* [GIVEN RECORDS]:
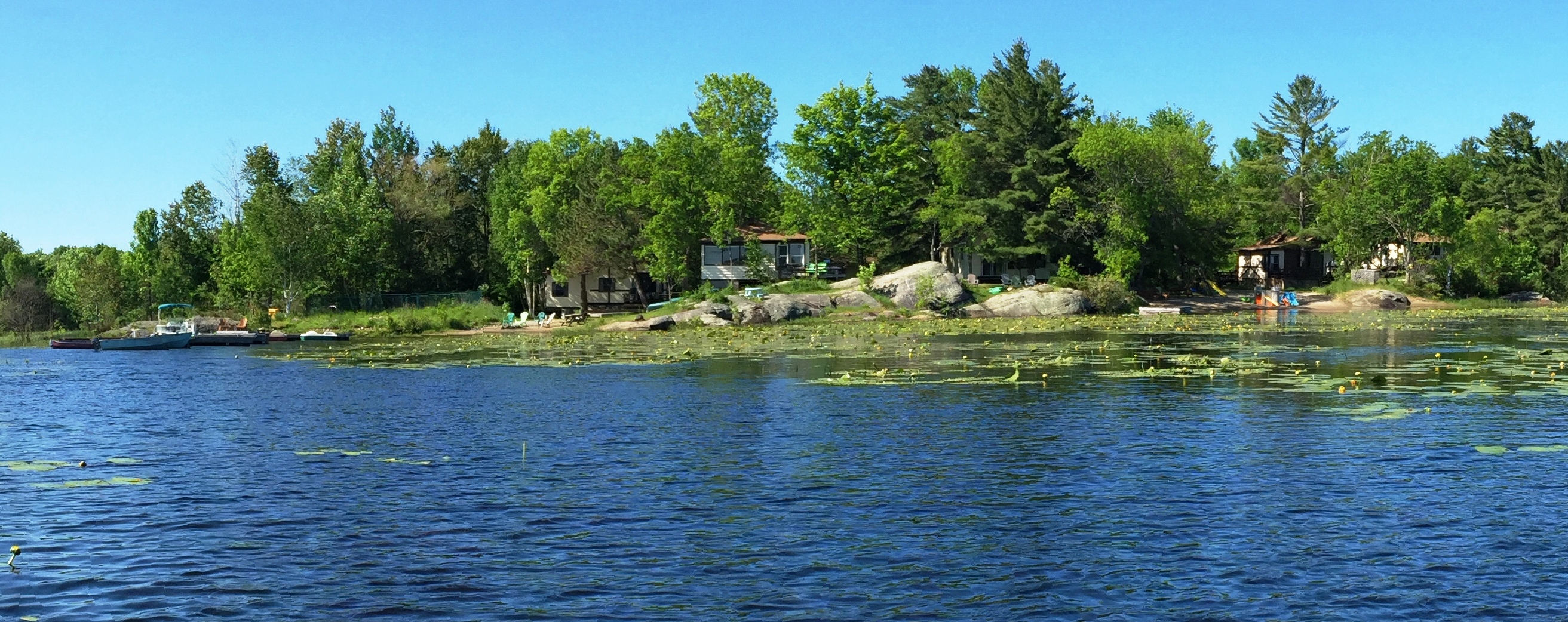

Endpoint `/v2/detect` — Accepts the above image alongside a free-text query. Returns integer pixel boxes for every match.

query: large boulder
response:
[828,276,861,290]
[872,261,972,309]
[670,301,731,324]
[729,293,833,324]
[963,285,1094,318]
[1345,290,1410,309]
[599,315,676,331]
[762,293,833,321]
[833,290,881,309]
[729,296,773,324]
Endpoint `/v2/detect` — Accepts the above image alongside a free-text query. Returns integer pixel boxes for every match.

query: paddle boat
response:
[97,303,196,351]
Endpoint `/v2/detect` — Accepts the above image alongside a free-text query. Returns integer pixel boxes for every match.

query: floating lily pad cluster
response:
[0,457,152,489]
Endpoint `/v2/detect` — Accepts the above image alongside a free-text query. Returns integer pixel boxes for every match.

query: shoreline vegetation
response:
[238,306,1568,372]
[0,275,1568,349]
[0,41,1568,343]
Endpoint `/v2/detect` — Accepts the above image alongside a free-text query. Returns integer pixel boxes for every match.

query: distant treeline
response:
[0,41,1568,329]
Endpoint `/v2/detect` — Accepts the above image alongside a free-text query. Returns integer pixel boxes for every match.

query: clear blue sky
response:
[0,2,1568,249]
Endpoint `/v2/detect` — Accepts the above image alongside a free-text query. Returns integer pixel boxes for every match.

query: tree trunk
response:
[632,266,648,313]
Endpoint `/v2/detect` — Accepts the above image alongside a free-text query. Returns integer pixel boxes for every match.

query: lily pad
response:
[33,478,152,489]
[0,461,70,472]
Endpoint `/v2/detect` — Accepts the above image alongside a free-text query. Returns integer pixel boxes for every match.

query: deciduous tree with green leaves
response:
[783,77,920,265]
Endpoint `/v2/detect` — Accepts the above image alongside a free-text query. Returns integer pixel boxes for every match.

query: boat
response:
[97,303,196,351]
[191,331,268,348]
[299,331,353,341]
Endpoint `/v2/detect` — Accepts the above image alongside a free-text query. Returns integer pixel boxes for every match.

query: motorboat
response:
[97,303,196,351]
[299,331,353,341]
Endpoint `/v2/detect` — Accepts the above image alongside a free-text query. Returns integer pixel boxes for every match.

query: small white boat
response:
[299,331,351,341]
[97,303,196,349]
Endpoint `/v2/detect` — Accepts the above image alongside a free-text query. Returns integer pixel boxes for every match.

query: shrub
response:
[1071,274,1143,313]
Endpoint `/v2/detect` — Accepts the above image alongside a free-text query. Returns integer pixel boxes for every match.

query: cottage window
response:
[720,246,747,266]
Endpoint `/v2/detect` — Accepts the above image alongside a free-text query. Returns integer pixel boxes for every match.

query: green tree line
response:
[0,41,1568,332]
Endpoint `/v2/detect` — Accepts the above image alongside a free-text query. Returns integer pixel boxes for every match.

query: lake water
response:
[0,321,1568,620]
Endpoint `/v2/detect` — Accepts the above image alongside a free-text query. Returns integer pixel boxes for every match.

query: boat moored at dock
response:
[94,303,196,351]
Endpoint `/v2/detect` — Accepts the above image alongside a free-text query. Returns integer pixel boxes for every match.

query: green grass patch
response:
[763,279,833,293]
[273,303,507,335]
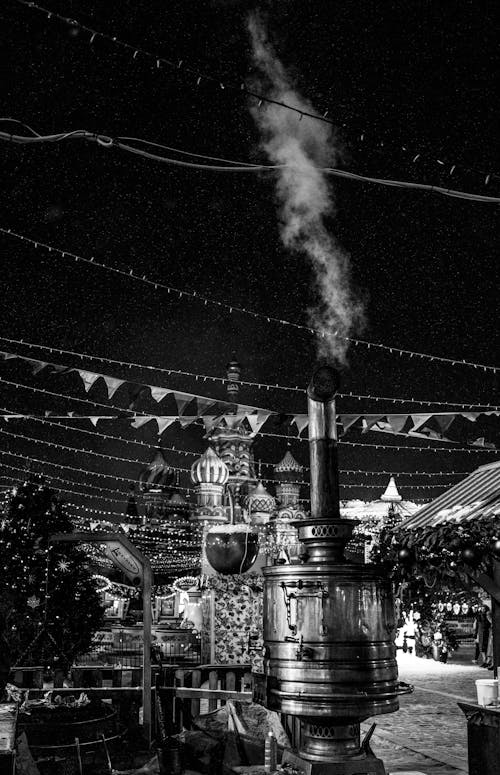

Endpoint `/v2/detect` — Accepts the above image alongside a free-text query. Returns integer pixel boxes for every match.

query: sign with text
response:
[105,541,142,587]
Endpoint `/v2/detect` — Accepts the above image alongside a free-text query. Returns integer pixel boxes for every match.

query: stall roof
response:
[401,460,500,528]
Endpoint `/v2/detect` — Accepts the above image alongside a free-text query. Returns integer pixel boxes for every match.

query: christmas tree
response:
[0,481,103,670]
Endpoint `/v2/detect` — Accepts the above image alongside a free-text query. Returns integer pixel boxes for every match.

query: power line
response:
[0,226,500,373]
[0,336,500,411]
[0,124,500,204]
[9,0,499,185]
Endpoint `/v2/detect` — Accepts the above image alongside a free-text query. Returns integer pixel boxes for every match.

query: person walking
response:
[477,605,491,667]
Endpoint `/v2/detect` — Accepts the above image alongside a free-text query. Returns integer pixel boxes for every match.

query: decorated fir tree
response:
[0,481,103,670]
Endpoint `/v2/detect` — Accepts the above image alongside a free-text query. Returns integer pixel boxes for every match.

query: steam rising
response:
[248,14,363,362]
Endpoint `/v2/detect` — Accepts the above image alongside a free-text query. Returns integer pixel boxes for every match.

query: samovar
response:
[263,366,399,775]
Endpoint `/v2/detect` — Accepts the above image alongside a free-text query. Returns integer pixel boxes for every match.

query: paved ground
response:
[363,649,500,775]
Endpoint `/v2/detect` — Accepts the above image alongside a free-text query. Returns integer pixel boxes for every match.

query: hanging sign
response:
[105,541,142,587]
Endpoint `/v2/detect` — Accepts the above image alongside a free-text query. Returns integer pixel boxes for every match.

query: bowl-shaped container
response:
[205,525,259,576]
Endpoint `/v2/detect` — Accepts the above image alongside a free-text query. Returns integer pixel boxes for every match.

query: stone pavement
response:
[362,648,494,775]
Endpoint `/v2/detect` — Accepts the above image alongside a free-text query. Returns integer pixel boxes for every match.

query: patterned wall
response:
[205,574,264,672]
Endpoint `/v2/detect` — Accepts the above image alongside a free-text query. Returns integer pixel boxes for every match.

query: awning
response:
[401,461,500,529]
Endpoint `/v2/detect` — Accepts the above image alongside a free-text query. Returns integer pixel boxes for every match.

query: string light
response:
[0,227,500,372]
[7,0,499,185]
[0,121,500,206]
[0,352,274,416]
[260,431,498,454]
[0,416,474,476]
[0,336,500,410]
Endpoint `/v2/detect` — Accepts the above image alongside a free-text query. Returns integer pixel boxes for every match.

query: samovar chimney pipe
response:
[307,365,340,521]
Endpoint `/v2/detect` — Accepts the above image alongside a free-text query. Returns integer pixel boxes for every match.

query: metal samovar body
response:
[263,366,399,775]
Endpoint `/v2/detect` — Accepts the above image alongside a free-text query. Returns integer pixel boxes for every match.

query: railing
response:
[78,636,200,667]
[10,664,298,746]
[157,665,253,734]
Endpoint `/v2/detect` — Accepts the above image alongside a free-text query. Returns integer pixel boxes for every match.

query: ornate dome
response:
[245,482,276,514]
[274,449,304,479]
[191,447,229,485]
[139,449,175,492]
[380,476,403,503]
[165,492,190,519]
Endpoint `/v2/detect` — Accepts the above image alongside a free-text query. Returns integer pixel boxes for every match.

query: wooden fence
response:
[11,664,298,746]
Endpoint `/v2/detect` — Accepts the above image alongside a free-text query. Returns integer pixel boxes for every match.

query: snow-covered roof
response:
[403,460,500,528]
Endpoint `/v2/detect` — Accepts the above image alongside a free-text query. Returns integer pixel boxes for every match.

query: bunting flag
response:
[155,417,177,436]
[172,391,193,414]
[150,386,172,403]
[101,374,125,399]
[77,372,101,393]
[291,410,500,449]
[0,351,275,416]
[131,415,155,428]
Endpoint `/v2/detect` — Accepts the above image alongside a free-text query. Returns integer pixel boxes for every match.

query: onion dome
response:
[245,482,276,514]
[274,449,304,481]
[380,476,403,503]
[139,449,175,492]
[191,447,229,485]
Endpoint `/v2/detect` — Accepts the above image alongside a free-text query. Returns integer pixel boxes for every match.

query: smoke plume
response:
[248,13,363,362]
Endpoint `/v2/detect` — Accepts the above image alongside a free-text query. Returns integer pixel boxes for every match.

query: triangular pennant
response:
[222,414,246,430]
[245,412,269,433]
[434,414,456,433]
[410,414,433,433]
[131,415,154,428]
[292,414,309,436]
[173,390,194,414]
[201,415,217,433]
[177,415,198,428]
[102,374,125,399]
[74,369,101,393]
[155,417,177,435]
[127,382,149,409]
[361,414,385,433]
[387,414,408,433]
[149,385,172,401]
[196,396,217,416]
[460,412,481,422]
[338,414,363,433]
[23,358,49,374]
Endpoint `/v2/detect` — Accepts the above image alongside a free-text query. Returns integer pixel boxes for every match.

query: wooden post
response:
[49,533,153,747]
[491,558,500,678]
[142,557,153,745]
[210,589,215,665]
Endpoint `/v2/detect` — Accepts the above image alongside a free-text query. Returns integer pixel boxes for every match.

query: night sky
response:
[0,0,500,512]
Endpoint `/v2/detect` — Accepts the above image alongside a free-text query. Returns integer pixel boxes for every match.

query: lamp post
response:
[49,533,153,747]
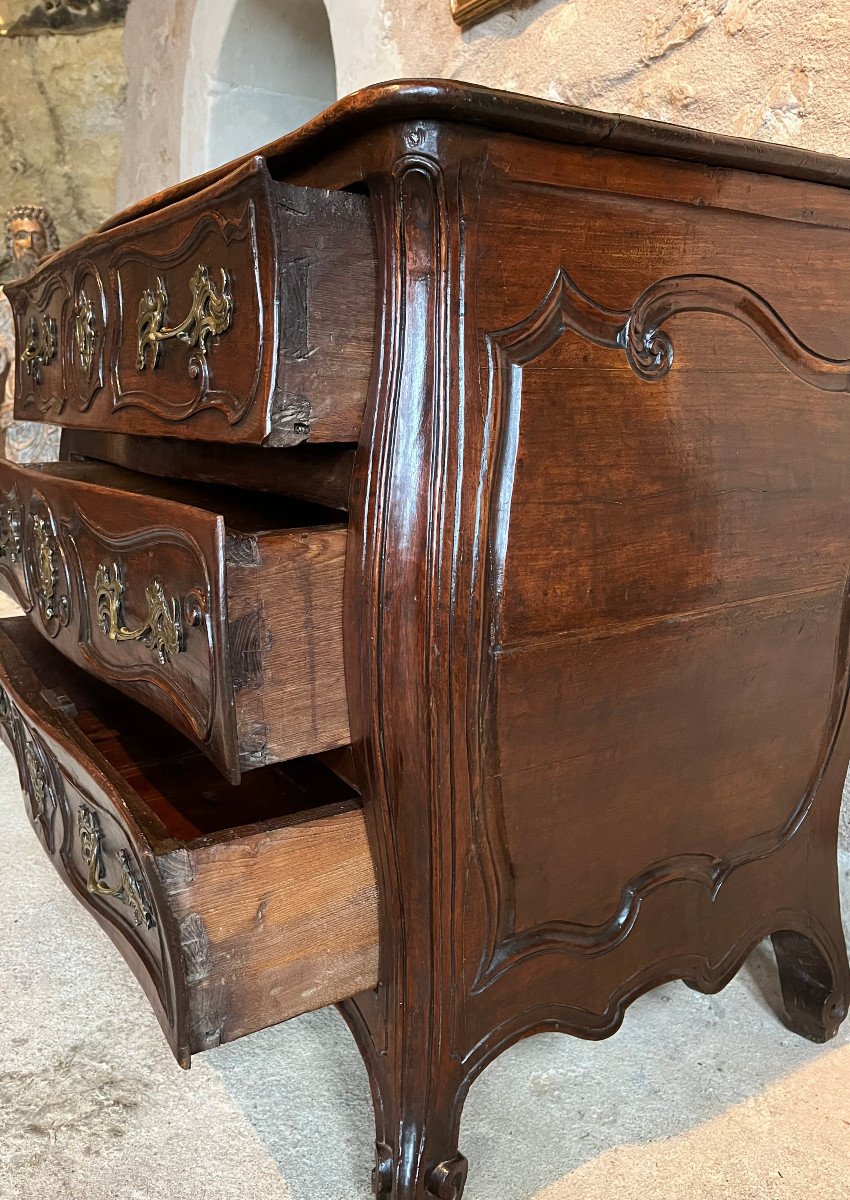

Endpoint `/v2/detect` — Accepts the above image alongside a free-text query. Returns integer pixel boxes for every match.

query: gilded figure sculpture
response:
[0,204,60,462]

* [DIRECTIONS FOR THIS TASK]: Reproduce the records from their start through the line containing "[729,296,773,324]", inclusive, switching "large boulder" to "granite rock" and leaving everything else unchanged. Omit the pictures.

* [FINISHED TASK]:
Endpoint `/v2/detect` — Accepts the above image alongside a free-text query. Returns integer pixel boxes for every match.

query: granite rock
response:
[828,276,861,290]
[872,261,972,309]
[670,301,731,324]
[729,293,833,324]
[963,285,1094,318]
[1345,290,1410,309]
[599,315,676,331]
[762,293,833,321]
[833,290,881,309]
[729,296,773,324]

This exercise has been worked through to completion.